* Directions for this task
From the material beneath, pull every line with the word "wooden".

* Records for processing
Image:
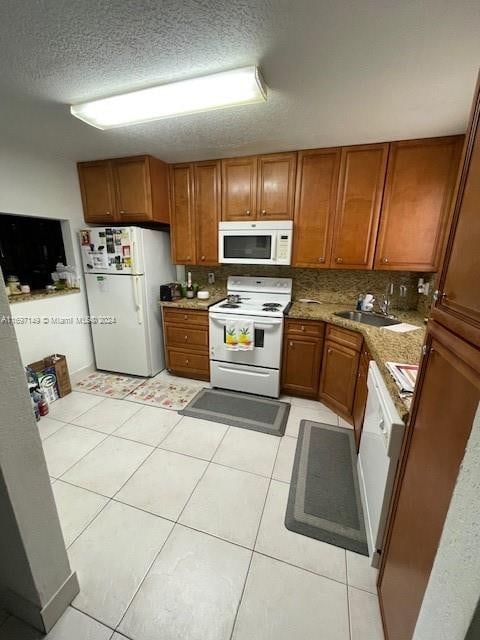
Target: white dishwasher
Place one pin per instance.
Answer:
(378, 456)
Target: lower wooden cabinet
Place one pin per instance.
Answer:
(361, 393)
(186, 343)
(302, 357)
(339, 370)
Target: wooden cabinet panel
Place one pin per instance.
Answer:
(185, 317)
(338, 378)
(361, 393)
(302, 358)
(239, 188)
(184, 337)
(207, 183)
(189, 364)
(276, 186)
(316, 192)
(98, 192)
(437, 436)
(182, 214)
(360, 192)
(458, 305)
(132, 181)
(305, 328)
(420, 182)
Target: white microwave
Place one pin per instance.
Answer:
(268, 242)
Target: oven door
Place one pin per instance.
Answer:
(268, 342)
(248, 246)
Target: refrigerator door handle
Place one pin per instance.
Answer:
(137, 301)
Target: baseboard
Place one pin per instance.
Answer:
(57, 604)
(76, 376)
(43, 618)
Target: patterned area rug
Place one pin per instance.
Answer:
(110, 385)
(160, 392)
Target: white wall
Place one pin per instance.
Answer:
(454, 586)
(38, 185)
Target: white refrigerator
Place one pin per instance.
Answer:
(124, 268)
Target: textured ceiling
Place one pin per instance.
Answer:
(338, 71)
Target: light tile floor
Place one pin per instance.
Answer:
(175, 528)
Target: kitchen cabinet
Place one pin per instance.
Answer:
---
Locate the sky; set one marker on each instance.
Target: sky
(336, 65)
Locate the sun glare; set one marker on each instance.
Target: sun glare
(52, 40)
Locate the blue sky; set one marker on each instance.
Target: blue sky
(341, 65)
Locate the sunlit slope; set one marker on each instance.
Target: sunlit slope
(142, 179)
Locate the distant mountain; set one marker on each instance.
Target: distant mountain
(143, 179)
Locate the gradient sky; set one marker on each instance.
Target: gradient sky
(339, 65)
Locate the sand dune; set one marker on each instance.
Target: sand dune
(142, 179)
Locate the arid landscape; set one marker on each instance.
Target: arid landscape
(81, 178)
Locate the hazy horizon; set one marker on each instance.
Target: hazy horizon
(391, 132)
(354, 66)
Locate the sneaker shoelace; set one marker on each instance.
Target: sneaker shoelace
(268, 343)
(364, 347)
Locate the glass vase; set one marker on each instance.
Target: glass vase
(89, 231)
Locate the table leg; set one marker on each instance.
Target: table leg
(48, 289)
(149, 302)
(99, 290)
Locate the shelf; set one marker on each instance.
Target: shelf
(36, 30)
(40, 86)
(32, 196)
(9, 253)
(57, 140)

* Result of the task
Target: lower wooden cabinet
Target: wooden cabinet panel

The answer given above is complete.